STATED PROBLEM — Could you lay out every line of the records below as a JSON list of strings, one string per line, skipping blank lines and leaving the pictures out?

RECORDS SHOWN —
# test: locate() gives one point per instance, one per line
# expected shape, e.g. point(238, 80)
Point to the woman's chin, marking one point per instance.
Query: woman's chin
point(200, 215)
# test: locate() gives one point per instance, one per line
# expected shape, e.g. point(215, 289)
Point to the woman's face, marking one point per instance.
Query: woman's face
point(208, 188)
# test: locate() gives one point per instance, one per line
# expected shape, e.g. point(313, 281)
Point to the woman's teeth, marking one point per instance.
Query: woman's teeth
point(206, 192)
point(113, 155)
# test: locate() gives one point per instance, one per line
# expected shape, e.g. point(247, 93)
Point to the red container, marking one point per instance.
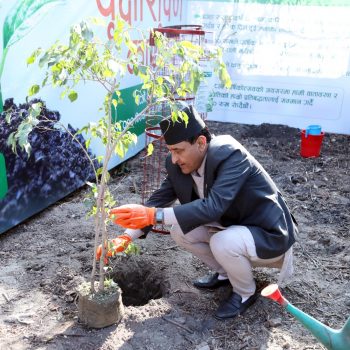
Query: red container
point(310, 144)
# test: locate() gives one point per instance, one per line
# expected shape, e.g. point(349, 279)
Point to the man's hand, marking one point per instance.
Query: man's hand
point(133, 216)
point(116, 245)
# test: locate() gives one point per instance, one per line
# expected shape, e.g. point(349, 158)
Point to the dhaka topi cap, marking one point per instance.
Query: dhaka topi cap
point(178, 131)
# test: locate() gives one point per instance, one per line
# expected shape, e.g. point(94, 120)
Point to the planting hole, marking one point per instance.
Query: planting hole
point(139, 281)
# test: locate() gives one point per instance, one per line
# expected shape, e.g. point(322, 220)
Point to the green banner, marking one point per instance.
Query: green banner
point(127, 110)
point(3, 177)
point(286, 2)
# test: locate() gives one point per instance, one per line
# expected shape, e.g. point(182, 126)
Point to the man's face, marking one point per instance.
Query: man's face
point(188, 157)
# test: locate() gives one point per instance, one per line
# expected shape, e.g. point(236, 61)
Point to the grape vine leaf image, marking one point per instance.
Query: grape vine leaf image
point(20, 20)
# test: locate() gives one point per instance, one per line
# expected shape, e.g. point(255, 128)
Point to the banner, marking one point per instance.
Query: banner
point(57, 166)
point(289, 61)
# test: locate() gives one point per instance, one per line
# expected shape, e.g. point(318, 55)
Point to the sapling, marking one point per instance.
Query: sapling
point(88, 59)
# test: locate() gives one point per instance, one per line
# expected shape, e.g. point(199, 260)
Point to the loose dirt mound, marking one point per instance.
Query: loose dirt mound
point(44, 259)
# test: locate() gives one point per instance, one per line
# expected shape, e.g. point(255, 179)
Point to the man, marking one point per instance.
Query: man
point(231, 216)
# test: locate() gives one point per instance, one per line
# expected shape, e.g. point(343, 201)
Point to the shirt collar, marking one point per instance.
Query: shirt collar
point(200, 170)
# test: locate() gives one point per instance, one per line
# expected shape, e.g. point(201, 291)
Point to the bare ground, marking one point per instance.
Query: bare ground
point(44, 259)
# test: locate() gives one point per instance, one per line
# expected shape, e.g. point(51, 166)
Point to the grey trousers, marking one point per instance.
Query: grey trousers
point(231, 252)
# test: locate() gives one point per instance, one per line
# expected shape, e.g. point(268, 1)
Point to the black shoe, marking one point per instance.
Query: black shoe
point(233, 306)
point(210, 282)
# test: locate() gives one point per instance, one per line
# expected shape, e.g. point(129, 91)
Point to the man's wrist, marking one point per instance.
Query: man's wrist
point(159, 216)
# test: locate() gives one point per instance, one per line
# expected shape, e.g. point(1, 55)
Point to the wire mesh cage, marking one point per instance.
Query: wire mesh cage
point(154, 165)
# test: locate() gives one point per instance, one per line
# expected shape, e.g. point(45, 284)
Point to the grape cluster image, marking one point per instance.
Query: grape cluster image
point(56, 166)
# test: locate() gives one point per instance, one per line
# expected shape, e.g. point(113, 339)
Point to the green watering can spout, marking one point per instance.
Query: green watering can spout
point(332, 339)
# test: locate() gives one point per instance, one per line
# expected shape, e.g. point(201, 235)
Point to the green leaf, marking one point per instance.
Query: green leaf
point(73, 95)
point(22, 18)
point(34, 89)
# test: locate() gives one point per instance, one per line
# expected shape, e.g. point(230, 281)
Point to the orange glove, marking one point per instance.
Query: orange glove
point(133, 216)
point(116, 245)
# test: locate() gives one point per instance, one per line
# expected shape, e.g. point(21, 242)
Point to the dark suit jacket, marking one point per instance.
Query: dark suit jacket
point(237, 190)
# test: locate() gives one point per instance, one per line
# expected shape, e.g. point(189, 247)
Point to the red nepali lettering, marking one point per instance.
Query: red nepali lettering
point(109, 11)
point(126, 16)
point(150, 4)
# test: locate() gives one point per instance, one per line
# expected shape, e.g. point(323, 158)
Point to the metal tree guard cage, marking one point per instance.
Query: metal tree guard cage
point(154, 165)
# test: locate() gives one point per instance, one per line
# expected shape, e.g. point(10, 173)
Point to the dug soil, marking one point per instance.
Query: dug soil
point(44, 259)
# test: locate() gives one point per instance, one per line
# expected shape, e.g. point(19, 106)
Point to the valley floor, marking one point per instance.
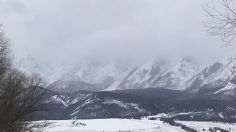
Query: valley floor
point(127, 125)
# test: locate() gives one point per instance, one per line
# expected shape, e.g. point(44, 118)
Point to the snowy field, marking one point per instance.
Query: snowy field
point(127, 125)
point(201, 126)
point(109, 125)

FINISHED TASK —
[
  "# test: locate() gives one point per instance, one per line",
  "# expected shape, e.g. point(238, 80)",
  "Point to the woman's chin, marking one point per instance.",
  "Query: woman's chin",
  "point(200, 215)",
  "# test: locate() gives one point per instance, one per line",
  "# expected shape, e.g. point(215, 289)",
  "Point to the woman's face, marking one point per instance.",
  "Query: woman's face",
  "point(208, 188)",
  "# test: locate() gives one point per instance, one per line",
  "# expected shape, e.g. point(313, 281)",
  "Point to the woman's teeth, marking one point per instance.",
  "Query: woman's teeth",
  "point(206, 192)",
  "point(113, 155)",
  "# test: locate() gives one point per instance, one per line",
  "# expected shape, e.g. point(247, 93)",
  "Point to the red container, marking one point per instance.",
  "Query: red container",
  "point(310, 144)",
  "# test: locate() gives one point per instance, one per line",
  "# expected shape, e.g. point(349, 279)",
  "Point to the man's hand, marking one point per instance.",
  "Query: man's hand",
  "point(133, 216)",
  "point(116, 245)",
  "# test: locate() gives one point per instance, one per line",
  "# expected shape, e.g. point(349, 158)",
  "Point to the dhaka topi cap, marking one point per instance.",
  "Query: dhaka topi cap",
  "point(178, 131)",
  "# test: locate() gives one point per instance, one per line",
  "# expected shape, e.g. point(94, 120)",
  "Point to the planting hole, marking one point per instance.",
  "Query: planting hole",
  "point(139, 281)",
  "# test: locate() gives one point per instance, one per line",
  "# expected shape, e.g. point(322, 220)",
  "Point to the green banner, marking one point per instance.",
  "Query: green banner",
  "point(127, 110)",
  "point(3, 177)",
  "point(286, 2)",
  "# test: locate() gives one point per instance, one per line",
  "# expected shape, e.g. point(182, 126)",
  "Point to the man's face, marking one point per instance.",
  "Query: man's face",
  "point(188, 157)",
  "# test: locate() gives one point per instance, one per line",
  "# expected shape, e.g. point(236, 61)",
  "Point to the grape vine leaf image, marking one point per instance.",
  "Query: grape vine leaf image",
  "point(20, 20)",
  "# test: locate() gives one point per instance, one per line",
  "# expected shape, e.g. point(255, 128)",
  "Point to the banner, marking one point per instance.",
  "Query: banner",
  "point(57, 166)",
  "point(289, 61)",
  "# test: locate() gives one point per instance, one per line",
  "# expected shape, e.g. point(318, 55)",
  "Point to the sapling, marking one point per instance.",
  "Query: sapling",
  "point(88, 59)",
  "# test: locate() gives one point per instance, one per line",
  "# expected shape, e.g. point(199, 260)",
  "Point to the loose dirt mound, marking one point per instance.",
  "Query: loose dirt mound",
  "point(44, 259)",
  "# test: locate() gives one point per instance, one per line",
  "# expected shape, e.g. point(255, 179)",
  "Point to the man, marking one point per instance.",
  "Query: man",
  "point(231, 216)",
  "# test: locate() gives one point per instance, one per line",
  "# expected shape, e.g. point(343, 201)",
  "Point to the shirt collar, marking one point per instance.",
  "Query: shirt collar",
  "point(200, 170)",
  "# test: locate() gives one point per instance, one per line",
  "# expected shape, e.g. point(201, 291)",
  "Point to the bare ground, marking one point per instance.",
  "Query: bare ground",
  "point(44, 259)",
  "# test: locate() gives one point per instance, one per line",
  "# expected shape, e.g. point(51, 166)",
  "Point to the grey trousers, marking one point per instance.",
  "Query: grey trousers",
  "point(231, 252)",
  "# test: locate() gives one point per instance, one per line",
  "# expected shape, e.g. point(268, 1)",
  "Point to the black shoe, marking one point per instance.",
  "Query: black shoe",
  "point(233, 306)",
  "point(210, 282)",
  "# test: locate() gives one point per instance, one per line",
  "# expected shape, e.g. point(129, 91)",
  "Point to the man's wrist, marking one point per instance.",
  "Query: man's wrist",
  "point(159, 216)",
  "# test: locate() gives one point per instance, one per line",
  "# expected shape, e.g. point(1, 55)",
  "Point to the wire mesh cage, marking one point per instance.",
  "Query: wire mesh cage",
  "point(154, 165)",
  "# test: locate() gives one point per instance, one per line",
  "# expected shape, e.g. point(45, 284)",
  "Point to the grape cluster image, marking one point per instance.",
  "Query: grape cluster image",
  "point(56, 166)",
  "# test: locate() gives one point per instance, one per line",
  "# expected shape, e.g. point(113, 339)",
  "Point to the green watering can spout, marking one point per instance.",
  "Query: green watering can spout",
  "point(332, 339)",
  "# test: locate() gives one point per instance, one per line",
  "# expected shape, e.g. point(201, 235)",
  "Point to the green leaf, marking one point per instance.",
  "Query: green leaf",
  "point(73, 95)",
  "point(22, 18)",
  "point(34, 89)",
  "# test: locate() gives one point per instance, one per line",
  "# expected shape, e.g. point(230, 281)",
  "Point to the orange glove, marking one point per instance.",
  "Query: orange glove",
  "point(133, 216)",
  "point(116, 245)",
  "# test: locate() gives one point per instance, one per line",
  "# expected shape, e.g. point(21, 242)",
  "Point to the dark suit jacket, marking one point per instance.",
  "Query: dark suit jacket",
  "point(237, 190)",
  "# test: locate() gives one point per instance, one per line",
  "# expected shape, e.g. point(189, 247)",
  "Point to the red nepali lettering, marking one point per instance.",
  "Query: red nepali lettering",
  "point(109, 11)",
  "point(126, 16)",
  "point(150, 4)",
  "# test: locate() gives one point per instance, one per line",
  "# expected shape, e.g. point(323, 158)",
  "Point to the metal tree guard cage, marking one point per instance.",
  "Query: metal tree guard cage",
  "point(154, 165)",
  "# test: locate() gives one point per instance, one per line",
  "# expected shape, e.g. point(10, 173)",
  "Point to the dug soil, marking one point per instance.",
  "Query: dug soil",
  "point(44, 259)",
  "# test: locate() gives one point per instance, one per line",
  "# expected shape, e.g. point(19, 106)",
  "Point to the valley floor, marking one point per instance.",
  "Query: valley floor",
  "point(127, 125)",
  "# test: locate() gives one point per instance, one per line",
  "# expected shape, e.g. point(44, 118)",
  "Point to the snowy field, marking one point per instance.",
  "Query: snowy field",
  "point(127, 125)",
  "point(201, 126)",
  "point(109, 125)"
]